__DIRECTIONS FOR THIS TASK__:
Which lines run from the line with "Locate every instance of the white t-shirt" through the line with "Locate every instance of the hanging banner" in the entries below? Print them exactly, both ends included, and nothing more.

__TASK MATERIAL__:
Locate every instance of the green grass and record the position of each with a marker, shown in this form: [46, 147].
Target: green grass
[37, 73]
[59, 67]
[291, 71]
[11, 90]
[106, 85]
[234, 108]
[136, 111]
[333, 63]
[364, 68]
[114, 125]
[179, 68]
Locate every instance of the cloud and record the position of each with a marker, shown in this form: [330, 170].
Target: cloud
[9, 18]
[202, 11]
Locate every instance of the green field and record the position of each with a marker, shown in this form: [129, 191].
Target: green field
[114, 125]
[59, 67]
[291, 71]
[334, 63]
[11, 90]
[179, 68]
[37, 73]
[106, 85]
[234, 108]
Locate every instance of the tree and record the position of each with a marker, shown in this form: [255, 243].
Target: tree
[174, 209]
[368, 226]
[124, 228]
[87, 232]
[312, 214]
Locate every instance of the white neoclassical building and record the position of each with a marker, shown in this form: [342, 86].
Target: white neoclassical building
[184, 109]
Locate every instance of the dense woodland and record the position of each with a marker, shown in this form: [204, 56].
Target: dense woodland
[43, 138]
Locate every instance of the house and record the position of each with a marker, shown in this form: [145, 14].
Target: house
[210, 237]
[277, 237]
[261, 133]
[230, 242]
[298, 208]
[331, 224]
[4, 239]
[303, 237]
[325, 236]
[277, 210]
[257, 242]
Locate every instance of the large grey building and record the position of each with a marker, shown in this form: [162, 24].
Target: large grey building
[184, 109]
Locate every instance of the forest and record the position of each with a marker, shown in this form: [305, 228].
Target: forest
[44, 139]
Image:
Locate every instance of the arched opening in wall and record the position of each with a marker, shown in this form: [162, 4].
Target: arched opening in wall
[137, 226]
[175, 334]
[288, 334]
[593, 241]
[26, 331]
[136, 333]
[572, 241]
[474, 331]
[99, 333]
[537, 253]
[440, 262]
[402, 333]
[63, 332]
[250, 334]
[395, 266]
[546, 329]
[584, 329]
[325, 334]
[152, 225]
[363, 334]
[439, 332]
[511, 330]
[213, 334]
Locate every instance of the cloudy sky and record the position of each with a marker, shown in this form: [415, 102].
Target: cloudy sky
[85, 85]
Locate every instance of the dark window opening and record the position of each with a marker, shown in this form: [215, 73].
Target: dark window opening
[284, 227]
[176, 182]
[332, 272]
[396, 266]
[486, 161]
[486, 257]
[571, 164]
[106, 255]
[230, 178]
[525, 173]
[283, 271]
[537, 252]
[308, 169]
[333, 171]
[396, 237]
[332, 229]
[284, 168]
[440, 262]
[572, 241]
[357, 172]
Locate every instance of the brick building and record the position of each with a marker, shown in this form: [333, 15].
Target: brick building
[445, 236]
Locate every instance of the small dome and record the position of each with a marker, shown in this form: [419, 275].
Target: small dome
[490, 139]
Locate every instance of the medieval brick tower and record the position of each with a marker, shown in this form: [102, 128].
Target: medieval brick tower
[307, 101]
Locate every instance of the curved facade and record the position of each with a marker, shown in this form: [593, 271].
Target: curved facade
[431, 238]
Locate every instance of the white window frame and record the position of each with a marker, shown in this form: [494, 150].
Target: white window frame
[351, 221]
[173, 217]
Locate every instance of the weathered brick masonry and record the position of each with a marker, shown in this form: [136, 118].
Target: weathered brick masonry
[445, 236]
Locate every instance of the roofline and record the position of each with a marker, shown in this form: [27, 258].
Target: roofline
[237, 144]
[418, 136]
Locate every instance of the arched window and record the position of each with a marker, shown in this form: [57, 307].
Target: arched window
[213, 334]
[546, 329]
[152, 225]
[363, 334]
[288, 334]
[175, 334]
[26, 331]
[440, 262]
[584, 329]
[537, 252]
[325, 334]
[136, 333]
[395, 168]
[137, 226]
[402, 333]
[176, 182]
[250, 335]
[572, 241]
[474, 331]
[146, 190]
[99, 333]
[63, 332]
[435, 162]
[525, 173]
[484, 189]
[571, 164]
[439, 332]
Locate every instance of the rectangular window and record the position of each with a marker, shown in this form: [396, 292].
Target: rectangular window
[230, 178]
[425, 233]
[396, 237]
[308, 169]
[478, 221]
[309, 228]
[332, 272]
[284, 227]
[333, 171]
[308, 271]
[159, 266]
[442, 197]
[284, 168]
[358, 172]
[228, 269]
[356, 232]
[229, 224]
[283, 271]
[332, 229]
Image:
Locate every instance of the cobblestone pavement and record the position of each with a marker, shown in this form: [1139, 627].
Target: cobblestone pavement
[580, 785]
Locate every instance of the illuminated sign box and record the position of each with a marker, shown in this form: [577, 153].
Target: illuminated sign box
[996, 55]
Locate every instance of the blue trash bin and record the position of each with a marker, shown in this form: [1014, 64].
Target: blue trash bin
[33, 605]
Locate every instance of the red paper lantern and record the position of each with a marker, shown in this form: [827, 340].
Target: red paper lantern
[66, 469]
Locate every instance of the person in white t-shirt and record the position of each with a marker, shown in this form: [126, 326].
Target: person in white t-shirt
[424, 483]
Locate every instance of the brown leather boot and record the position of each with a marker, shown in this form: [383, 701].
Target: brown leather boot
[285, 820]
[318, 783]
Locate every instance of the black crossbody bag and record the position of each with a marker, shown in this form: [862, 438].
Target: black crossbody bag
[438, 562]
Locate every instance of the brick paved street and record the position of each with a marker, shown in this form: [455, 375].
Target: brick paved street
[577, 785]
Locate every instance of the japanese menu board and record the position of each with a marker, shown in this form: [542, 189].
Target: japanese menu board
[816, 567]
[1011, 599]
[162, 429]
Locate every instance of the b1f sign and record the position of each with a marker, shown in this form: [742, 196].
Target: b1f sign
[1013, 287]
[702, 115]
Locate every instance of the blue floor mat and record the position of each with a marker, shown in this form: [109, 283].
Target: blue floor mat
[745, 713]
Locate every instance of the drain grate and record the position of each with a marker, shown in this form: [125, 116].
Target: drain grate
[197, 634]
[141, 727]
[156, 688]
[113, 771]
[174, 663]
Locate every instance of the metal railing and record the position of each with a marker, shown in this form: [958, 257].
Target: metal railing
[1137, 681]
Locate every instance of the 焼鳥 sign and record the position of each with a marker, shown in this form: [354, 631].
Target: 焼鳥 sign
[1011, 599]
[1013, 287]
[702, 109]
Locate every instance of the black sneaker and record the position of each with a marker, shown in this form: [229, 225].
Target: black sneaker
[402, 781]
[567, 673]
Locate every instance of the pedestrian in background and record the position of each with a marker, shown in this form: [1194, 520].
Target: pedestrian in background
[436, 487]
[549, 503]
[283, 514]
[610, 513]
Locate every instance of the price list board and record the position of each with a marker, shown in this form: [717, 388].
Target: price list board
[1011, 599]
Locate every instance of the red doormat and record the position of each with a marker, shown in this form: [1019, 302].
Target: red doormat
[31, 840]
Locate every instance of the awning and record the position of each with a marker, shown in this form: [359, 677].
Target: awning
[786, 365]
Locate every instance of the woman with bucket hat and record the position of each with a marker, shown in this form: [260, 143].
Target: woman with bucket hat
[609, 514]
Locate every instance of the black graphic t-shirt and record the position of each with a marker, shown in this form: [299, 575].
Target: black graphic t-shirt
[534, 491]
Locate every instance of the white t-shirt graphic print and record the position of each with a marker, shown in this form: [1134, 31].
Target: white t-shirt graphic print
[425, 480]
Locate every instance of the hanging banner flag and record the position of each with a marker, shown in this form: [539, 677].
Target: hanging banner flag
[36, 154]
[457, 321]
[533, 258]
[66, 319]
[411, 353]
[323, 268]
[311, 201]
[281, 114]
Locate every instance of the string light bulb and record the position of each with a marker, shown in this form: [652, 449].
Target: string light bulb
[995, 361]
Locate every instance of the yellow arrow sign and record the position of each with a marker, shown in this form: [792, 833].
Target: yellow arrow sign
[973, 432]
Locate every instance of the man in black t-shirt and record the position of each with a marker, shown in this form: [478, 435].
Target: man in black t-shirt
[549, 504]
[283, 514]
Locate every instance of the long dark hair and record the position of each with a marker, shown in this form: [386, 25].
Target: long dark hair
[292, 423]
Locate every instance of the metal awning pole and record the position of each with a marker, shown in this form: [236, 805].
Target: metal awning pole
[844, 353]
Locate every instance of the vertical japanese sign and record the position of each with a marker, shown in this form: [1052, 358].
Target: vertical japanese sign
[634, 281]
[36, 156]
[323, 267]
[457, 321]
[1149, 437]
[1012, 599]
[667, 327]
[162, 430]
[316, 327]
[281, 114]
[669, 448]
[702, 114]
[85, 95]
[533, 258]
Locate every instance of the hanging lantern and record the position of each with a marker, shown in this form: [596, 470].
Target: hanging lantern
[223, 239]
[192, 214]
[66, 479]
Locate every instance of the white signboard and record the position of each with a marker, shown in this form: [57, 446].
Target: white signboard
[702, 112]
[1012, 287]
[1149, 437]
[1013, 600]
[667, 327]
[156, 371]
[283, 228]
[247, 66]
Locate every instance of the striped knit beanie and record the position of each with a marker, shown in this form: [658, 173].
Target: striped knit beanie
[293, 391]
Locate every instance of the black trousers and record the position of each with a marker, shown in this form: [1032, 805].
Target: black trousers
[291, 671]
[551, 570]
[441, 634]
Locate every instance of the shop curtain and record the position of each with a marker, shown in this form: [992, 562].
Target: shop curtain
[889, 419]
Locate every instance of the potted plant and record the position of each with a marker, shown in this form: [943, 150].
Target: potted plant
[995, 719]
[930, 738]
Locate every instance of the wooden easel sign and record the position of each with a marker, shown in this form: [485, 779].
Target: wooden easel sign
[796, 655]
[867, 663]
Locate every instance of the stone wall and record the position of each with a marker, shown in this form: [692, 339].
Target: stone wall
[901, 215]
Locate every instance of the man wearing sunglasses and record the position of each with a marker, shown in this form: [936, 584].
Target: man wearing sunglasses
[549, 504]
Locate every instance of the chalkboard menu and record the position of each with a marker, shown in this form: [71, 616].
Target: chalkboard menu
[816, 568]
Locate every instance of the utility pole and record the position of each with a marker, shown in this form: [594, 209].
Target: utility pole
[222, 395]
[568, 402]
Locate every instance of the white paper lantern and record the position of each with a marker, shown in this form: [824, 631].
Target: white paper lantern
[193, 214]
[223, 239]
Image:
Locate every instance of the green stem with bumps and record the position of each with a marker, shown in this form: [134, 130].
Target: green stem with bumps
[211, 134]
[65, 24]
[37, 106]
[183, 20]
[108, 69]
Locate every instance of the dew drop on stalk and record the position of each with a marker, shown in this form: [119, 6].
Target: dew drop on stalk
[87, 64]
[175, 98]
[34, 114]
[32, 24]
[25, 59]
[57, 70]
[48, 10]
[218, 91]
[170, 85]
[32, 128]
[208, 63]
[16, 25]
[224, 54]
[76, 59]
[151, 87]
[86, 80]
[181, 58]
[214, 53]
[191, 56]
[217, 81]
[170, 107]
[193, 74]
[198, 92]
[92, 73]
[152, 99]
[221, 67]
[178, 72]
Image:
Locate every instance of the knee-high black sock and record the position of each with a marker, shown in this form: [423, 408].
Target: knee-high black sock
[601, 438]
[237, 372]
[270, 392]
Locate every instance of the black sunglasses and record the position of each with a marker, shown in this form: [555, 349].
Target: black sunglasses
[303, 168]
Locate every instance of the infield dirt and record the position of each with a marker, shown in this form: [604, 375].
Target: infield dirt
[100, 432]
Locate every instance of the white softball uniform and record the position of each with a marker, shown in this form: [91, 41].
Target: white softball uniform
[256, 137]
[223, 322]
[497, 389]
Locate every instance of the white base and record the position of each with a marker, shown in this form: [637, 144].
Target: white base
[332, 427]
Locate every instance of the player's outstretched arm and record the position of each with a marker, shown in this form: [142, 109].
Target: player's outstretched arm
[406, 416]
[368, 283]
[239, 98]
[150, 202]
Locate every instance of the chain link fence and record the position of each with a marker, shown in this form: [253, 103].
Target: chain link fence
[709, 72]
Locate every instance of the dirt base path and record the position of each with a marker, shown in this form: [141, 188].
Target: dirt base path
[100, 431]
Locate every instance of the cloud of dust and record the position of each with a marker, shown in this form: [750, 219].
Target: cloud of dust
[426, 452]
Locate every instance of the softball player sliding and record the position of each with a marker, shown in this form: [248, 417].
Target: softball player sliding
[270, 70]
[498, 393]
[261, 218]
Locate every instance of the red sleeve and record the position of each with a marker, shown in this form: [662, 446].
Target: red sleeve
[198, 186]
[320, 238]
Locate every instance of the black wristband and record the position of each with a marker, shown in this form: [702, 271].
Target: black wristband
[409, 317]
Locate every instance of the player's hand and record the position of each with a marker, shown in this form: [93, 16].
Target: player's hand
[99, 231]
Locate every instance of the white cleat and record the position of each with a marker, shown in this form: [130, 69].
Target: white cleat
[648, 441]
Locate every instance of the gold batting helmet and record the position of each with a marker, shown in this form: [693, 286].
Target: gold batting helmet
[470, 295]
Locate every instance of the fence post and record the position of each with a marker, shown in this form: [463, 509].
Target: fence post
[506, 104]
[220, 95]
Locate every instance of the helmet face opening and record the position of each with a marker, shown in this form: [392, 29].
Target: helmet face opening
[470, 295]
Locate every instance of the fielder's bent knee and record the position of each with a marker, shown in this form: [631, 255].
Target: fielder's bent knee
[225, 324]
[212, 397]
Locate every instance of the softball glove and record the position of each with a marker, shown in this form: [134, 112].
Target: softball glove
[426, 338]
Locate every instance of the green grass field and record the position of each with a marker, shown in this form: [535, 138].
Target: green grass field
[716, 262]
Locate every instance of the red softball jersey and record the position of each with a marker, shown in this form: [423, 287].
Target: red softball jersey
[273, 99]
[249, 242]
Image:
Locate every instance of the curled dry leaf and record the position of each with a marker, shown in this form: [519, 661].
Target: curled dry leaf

__ANSWER__:
Locate every instance of the white t-shirt graphic print and record the position of each with a marker, shown in this form: [1134, 31].
Target: white t-shirt graphic print
[425, 480]
Locate every instance of the hanging banner flag and record the position of each with a marker, shown in this form: [539, 677].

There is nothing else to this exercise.